Required action: Each line below is to be copied exactly as it appears.

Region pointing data
*** Block opens ***

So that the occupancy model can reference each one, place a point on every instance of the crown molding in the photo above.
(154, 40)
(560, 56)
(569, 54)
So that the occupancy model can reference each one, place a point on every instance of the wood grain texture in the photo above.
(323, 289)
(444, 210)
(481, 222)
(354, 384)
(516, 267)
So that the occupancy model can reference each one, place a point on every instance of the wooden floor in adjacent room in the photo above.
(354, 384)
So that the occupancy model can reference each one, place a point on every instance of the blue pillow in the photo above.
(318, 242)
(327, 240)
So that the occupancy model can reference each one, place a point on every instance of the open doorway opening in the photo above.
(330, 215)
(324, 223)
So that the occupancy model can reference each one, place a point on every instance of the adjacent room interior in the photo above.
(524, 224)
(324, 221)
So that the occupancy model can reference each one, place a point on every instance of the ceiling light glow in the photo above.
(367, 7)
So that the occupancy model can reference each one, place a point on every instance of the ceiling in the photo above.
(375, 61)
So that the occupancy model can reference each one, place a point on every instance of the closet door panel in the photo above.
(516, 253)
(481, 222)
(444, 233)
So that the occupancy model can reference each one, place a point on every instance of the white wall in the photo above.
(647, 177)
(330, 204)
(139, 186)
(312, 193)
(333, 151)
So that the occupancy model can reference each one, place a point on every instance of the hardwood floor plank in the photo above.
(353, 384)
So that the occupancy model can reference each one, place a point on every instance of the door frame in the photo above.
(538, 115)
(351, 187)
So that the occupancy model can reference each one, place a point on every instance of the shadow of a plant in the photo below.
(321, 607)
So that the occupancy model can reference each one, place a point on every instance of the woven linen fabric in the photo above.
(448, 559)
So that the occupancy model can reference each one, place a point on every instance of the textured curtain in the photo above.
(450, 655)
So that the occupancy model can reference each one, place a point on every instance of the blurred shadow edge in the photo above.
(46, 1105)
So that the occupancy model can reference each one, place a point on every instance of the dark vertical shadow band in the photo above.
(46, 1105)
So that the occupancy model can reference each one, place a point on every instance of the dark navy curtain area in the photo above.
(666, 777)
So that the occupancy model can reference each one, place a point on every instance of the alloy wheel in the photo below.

*** Block closes ***

Solution:
So that the occupancy model can reference each one, place a point on every instance of the crown molding in the photo above.
(154, 40)
(560, 56)
(569, 54)
So that the occupancy model can reference each one, place a point on every instance of the wood grain texture in the photo above.
(323, 289)
(444, 210)
(481, 222)
(354, 384)
(516, 267)
So that the occupancy model can reference each one, place a point on every instance of the wooden floor in adjacent room in the photo above.
(354, 384)
So that the occupancy model can reference each one, place a point on every instance of the blue pillow in the photo above.
(318, 242)
(327, 240)
So that the occupancy model can reference each one, place a point on every instance of the open doorway opening in the photo above.
(330, 215)
(324, 223)
So that the occupancy model can reference each one, place a point on every instance of the adjacent room interior in the photo above.
(524, 224)
(324, 221)
So that the occupancy model can reference each one, place a point on every instance of the ceiling light glow in the photo above.
(367, 7)
So that the occupancy model can reference each one, place a point on every instance of the ceiling in the photo above.
(375, 61)
So that the occupancy model can reference each one, place a point on every instance of the closet door panel in the photo above.
(516, 253)
(481, 222)
(444, 233)
So that the occupancy model can reference each one, place a point on every instance of the white wall in the photo above.
(647, 177)
(330, 204)
(139, 186)
(312, 193)
(333, 151)
So that the occupancy model can reference each one, place a point on every instance of the hardwood floor plank in the photo above.
(353, 384)
So that the occupancy model can reference each one, place a point on every instance of the door frame in the photo above.
(538, 115)
(351, 187)
So that the occupancy model can reference each one, place a point on every instance of the shadow of a plant in the photo below.
(321, 607)
So that the occupancy model can reference each one, place a point on every instance of the woven linen fabric in the photo above.
(448, 559)
So that the occupancy model can reference each one, place a point on every instance of the textured curtain in the photo above.
(450, 655)
So that the occupancy model can reference each one, place a point on every instance of the blurred shadow edge in the photo above.
(46, 1105)
So that the occupancy model can reference each one, place a point on every instance of the dark vertical shadow band in the photo above.
(46, 1105)
So that the occupancy model can reference each one, place a point on every instance of the dark navy curtain area in the photo above.
(666, 777)
So that the occupancy model can reference each one, place a point on every instance of the alloy wheel in the photo below.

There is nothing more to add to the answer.